Begin DATA IN THIS EXERCISE
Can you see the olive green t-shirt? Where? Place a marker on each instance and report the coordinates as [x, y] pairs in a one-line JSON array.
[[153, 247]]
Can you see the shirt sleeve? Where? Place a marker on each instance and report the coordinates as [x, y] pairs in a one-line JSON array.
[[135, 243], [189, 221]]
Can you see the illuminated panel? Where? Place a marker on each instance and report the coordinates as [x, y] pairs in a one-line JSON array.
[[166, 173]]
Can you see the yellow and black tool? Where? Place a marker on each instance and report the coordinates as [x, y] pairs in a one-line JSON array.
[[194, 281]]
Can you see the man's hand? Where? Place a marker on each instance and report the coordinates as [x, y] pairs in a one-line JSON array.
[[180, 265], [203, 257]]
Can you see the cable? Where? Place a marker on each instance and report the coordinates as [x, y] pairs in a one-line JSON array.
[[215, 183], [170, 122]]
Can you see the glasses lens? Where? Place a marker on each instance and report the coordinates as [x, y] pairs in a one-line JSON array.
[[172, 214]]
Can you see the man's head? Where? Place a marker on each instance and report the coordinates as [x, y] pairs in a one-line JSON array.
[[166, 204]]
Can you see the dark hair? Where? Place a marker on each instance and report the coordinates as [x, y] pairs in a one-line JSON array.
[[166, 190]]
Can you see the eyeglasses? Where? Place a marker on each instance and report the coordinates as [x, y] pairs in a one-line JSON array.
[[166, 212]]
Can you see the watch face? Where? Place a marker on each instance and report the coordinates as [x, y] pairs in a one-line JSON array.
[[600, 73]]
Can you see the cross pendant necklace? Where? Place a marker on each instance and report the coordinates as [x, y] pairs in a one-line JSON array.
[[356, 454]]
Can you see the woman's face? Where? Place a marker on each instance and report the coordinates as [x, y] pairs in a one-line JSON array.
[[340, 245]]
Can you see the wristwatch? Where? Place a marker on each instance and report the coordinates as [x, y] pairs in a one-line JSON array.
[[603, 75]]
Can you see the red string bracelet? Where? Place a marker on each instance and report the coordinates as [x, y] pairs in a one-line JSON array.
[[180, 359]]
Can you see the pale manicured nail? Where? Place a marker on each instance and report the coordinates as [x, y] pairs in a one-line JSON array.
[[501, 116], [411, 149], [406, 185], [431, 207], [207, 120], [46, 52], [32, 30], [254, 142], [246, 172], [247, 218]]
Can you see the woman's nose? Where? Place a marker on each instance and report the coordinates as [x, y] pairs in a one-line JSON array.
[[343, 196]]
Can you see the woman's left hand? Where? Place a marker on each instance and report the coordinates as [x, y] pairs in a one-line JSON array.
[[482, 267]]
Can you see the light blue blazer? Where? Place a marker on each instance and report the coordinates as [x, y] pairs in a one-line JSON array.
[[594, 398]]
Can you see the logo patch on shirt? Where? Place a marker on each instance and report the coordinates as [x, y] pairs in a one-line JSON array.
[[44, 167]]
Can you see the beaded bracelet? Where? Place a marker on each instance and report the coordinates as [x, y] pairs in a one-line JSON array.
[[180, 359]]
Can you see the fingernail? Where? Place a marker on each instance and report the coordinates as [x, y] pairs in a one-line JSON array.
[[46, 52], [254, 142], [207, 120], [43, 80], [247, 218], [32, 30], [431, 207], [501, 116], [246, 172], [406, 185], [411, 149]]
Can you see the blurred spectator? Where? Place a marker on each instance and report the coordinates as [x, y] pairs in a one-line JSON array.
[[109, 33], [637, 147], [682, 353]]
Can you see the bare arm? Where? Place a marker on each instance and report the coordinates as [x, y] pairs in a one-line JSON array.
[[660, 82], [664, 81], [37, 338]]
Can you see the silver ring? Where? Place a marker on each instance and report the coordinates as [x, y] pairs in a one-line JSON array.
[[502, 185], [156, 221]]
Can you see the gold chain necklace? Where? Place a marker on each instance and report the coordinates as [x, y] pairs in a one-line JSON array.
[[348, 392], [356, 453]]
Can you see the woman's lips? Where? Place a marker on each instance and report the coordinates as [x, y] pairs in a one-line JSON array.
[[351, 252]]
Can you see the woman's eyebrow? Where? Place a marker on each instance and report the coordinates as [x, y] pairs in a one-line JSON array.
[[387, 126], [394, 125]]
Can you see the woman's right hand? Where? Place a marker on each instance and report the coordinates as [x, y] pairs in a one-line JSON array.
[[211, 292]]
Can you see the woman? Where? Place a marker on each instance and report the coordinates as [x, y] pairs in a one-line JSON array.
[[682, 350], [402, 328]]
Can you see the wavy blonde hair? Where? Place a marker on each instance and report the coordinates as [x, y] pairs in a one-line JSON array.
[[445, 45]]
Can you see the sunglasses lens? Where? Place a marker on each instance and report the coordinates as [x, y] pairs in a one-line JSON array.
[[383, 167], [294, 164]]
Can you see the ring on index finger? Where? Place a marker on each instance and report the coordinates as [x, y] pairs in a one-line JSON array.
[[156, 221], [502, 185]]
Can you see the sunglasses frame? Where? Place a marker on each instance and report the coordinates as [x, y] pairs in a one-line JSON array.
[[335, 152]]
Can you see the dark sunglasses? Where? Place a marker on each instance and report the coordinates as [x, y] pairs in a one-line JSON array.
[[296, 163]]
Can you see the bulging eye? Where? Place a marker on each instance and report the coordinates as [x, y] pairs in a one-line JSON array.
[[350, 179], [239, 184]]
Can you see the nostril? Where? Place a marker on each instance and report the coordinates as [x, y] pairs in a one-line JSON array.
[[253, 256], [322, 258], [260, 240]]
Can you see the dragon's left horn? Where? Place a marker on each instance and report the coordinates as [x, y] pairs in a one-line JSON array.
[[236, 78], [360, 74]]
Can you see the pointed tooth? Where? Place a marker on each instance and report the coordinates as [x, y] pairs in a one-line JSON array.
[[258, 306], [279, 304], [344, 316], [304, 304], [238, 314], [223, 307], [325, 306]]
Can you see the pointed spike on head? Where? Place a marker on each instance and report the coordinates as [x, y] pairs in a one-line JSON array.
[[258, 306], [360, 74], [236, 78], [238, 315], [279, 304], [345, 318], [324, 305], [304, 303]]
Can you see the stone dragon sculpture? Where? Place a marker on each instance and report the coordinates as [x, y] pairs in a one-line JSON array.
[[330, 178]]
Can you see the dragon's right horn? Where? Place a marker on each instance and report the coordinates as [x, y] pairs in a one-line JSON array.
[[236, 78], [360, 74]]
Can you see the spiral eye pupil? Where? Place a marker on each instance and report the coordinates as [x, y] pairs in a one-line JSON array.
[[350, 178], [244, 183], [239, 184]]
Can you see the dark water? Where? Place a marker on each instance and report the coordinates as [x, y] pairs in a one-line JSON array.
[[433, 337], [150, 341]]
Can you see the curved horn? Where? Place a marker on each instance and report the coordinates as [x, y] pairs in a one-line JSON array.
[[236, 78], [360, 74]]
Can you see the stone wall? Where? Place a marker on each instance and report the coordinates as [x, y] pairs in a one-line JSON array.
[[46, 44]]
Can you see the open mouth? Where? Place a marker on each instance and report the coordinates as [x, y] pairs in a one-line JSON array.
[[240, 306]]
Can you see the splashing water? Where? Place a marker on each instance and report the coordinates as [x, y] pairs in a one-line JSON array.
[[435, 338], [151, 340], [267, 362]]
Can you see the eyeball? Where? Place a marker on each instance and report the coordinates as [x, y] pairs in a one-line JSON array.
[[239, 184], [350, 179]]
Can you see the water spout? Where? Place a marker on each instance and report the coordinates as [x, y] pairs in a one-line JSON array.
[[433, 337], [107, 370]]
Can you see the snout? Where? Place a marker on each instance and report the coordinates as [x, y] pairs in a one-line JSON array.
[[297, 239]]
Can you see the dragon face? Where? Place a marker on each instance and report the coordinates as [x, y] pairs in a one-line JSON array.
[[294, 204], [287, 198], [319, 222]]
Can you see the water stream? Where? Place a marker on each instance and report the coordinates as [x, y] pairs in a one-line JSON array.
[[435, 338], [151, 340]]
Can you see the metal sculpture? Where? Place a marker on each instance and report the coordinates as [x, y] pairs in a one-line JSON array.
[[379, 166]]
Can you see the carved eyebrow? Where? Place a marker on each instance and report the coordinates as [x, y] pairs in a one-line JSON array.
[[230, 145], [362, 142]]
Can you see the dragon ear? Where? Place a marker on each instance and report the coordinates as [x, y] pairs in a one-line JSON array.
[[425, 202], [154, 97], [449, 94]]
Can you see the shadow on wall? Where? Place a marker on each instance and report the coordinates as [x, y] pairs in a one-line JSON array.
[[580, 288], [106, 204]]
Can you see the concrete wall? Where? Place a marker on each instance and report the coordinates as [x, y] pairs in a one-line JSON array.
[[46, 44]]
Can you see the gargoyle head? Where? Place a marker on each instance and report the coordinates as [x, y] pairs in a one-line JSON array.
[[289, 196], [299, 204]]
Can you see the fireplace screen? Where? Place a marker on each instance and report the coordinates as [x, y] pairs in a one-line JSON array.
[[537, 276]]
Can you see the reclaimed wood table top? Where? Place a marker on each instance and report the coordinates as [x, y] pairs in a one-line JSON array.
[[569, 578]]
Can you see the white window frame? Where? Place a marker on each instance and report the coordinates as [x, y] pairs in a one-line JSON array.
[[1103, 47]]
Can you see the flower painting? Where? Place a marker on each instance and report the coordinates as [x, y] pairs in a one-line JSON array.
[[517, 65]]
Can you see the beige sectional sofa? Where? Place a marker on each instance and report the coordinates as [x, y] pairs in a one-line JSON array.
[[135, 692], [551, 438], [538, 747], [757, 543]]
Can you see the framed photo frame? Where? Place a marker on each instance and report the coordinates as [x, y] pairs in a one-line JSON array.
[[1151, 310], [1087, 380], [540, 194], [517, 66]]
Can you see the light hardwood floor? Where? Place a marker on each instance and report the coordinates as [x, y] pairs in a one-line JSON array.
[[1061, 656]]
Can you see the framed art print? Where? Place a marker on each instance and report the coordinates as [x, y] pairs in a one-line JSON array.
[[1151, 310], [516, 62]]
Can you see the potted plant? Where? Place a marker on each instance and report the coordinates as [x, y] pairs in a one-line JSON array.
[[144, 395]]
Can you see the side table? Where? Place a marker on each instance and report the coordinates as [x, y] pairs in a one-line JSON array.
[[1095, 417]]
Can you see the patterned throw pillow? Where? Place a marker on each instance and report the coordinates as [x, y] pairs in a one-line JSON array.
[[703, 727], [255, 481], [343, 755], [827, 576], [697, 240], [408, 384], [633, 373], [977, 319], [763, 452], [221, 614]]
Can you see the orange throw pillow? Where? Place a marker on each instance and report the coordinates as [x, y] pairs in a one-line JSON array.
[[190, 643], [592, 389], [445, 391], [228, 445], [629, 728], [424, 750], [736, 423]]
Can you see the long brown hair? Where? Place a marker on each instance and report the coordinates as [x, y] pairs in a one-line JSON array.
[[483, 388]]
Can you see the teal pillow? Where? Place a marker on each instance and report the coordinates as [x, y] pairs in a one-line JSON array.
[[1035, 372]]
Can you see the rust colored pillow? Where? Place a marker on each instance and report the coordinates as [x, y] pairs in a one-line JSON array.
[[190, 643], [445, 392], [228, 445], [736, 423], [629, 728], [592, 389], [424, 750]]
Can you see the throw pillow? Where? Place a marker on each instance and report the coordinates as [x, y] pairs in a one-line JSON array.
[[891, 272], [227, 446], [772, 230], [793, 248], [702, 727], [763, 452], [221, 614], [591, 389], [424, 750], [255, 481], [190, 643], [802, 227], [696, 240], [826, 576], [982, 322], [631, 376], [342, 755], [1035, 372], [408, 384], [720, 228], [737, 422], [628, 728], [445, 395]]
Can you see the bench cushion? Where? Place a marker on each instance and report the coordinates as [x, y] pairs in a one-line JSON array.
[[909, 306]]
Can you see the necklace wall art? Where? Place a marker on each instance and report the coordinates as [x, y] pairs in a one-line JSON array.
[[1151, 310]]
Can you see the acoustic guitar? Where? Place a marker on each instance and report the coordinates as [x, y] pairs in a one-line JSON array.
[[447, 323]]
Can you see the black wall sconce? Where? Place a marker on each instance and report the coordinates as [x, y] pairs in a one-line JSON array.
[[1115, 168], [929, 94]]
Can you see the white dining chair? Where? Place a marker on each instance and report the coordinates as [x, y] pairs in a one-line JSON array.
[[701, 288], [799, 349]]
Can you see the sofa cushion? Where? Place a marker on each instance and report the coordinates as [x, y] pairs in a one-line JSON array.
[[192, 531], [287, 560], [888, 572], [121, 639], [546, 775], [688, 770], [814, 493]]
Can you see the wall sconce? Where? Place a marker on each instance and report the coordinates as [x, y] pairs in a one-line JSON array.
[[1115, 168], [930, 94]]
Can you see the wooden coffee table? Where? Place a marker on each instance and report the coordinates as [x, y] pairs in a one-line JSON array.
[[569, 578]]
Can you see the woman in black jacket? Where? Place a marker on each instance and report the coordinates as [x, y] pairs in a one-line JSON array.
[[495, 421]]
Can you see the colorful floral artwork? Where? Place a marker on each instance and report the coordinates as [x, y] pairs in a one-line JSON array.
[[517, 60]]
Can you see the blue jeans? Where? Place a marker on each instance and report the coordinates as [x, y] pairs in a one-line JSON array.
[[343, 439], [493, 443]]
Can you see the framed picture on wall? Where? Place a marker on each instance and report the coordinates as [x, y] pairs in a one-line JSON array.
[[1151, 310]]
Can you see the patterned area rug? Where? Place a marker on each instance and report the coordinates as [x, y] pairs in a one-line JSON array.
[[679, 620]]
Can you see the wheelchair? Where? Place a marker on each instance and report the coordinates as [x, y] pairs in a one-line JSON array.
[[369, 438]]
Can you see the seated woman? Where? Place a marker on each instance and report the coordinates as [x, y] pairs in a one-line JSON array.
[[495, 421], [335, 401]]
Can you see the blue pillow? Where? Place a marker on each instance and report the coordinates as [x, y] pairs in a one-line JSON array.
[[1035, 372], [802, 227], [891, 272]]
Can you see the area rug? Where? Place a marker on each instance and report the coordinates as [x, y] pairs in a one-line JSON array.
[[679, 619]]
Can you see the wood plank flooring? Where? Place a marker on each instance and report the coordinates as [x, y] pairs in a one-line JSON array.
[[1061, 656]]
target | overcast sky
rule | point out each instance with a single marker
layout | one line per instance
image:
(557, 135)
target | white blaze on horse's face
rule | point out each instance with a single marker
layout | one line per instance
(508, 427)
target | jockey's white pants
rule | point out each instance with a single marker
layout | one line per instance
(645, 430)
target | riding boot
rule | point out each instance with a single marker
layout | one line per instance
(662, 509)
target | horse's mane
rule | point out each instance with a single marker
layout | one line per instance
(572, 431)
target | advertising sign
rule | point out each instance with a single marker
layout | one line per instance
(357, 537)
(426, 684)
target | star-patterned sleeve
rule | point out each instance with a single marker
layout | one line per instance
End DATA IN THIS EXERCISE
■ PROBLEM DETAILS ■
Repeat, exactly and only, the lines above from the one containing "Can you see the wood plank" through the end of the material.

■ OUTPUT BELOW ■
Can you see the wood plank flooring? Where? Place a marker on each instance and report the coordinates as [x, y] pairs in a one-line JSON array.
[[1061, 656]]
target | overcast sky
rule | point out each instance with a single marker
layout | one line per instance
image:
(557, 135)
target | white blaze on horse's face
rule | point out each instance with a single marker
layout | one line per instance
(508, 427)
target | jockey's white pants
rule | point out each instance with a single marker
layout | one line per instance
(645, 430)
target | riding boot
rule | point out each instance with a single marker
layout | one line per instance
(662, 509)
target | horse's mane
rule | point out each instance with a single marker
layout | one line per instance
(572, 431)
target | advertising sign
rule | point out each instance with a single marker
layout | one line per instance
(357, 537)
(426, 684)
target | star-patterned sleeve
rule | point out each instance with a single marker
layout | one line per instance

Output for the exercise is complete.